(Items from a dataset)
☆ ☆ ☆ ☆ ☆ ☆ ☆

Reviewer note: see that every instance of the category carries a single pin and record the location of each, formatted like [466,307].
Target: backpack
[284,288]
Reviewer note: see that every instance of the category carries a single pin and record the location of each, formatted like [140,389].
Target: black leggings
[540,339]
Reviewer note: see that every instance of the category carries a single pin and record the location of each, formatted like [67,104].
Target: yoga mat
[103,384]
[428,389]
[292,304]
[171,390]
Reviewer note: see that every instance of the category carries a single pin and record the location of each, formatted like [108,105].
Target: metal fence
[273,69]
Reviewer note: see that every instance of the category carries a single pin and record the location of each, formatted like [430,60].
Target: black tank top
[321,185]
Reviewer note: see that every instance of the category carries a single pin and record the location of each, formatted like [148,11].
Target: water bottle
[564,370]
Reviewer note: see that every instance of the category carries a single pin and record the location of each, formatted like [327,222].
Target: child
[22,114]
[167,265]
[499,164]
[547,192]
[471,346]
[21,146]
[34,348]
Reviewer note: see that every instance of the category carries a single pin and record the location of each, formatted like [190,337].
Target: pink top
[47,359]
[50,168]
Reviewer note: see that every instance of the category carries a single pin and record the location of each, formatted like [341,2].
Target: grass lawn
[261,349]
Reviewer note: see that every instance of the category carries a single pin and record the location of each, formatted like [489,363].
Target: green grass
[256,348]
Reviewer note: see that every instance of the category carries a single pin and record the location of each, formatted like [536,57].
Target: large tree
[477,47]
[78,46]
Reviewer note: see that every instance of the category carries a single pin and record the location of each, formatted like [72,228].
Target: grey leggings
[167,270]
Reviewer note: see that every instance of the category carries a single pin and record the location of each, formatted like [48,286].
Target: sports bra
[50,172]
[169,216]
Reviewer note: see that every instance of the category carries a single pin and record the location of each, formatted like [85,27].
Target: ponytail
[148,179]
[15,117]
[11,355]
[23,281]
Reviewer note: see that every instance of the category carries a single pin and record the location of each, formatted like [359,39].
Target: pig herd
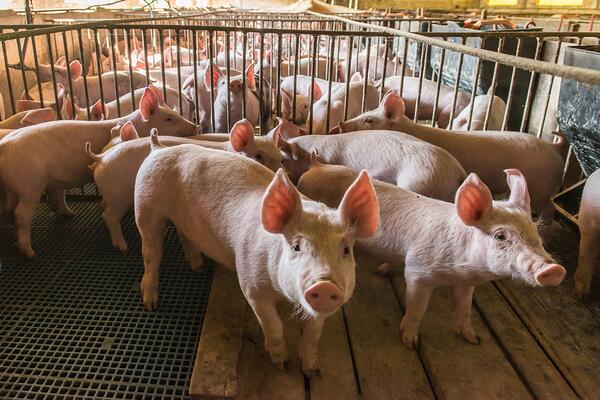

☆ ☆ ☆ ☆ ☆ ☆ ☆

> [What to work on]:
So that the copy stays exact, reproduce each record word for word and leave its images out.

> [Task output]:
Reviewer note: see that every instance of the category carries a single pin and record the location of each, formatted like [466,307].
Target: backpack
[284,288]
Reviewer note: see that every instance of the category carries a single pin and record the location of each, formatted like [140,389].
Target: black leggings
[540,339]
Reviewer note: see that every instance of the category carries a single pin and record the location of each, formatted like [67,104].
Target: yoga mat
[103,384]
[428,389]
[292,304]
[171,390]
Reviewer note: see that every instance of the category carries a single pin and record the location of each, formatted like [108,105].
Target: metal fence
[273,69]
Reviewer note: see that every instance of the category carries a single pin and record the location of each, formatted like [430,60].
Target: black tank top
[321,185]
Reviewer note: see that every instance of the category carries a single pin and record the location of each, formatted like [148,11].
Target: water bottle
[564,370]
Reviewer note: see that every instance of the category carries a single pin and record the location of each, formatted like [327,222].
Target: child
[22,114]
[167,265]
[499,164]
[547,192]
[471,346]
[21,146]
[34,348]
Reviewer note: see that every instance of the category carries a single pin and record the location of each, formatted like [190,337].
Target: pink top
[47,359]
[50,168]
Reviewer note: see that every instance of the category carries a single pin and record the location of each, formatted like [341,2].
Target: grass lawn
[261,349]
Reviewer note: see that every instance of the category carries a single pin and record the location of each, formatted like [489,363].
Target: green grass
[256,348]
Reviewer note: see that every instance of the category carries a single pin and record the location of each, formatted like [536,57].
Target: large tree
[477,47]
[78,46]
Reviewer note: see that every instance of the category carries a single pin and record the location of each, formatted like [72,228].
Target: grey leggings
[167,270]
Reviewer note: see that every instance of the category carries a single pin and record the location of each, formatted like [48,286].
Target: sports bra
[50,172]
[169,216]
Reviewer note: see that every instance of the category carries a single pin and record the location of each, formatted like [85,27].
Target: ponytail
[148,179]
[15,117]
[11,355]
[23,281]
Reviewer note: see that every instance of the category carries a single pin and record the location of each, formatted like [359,39].
Target: pig herd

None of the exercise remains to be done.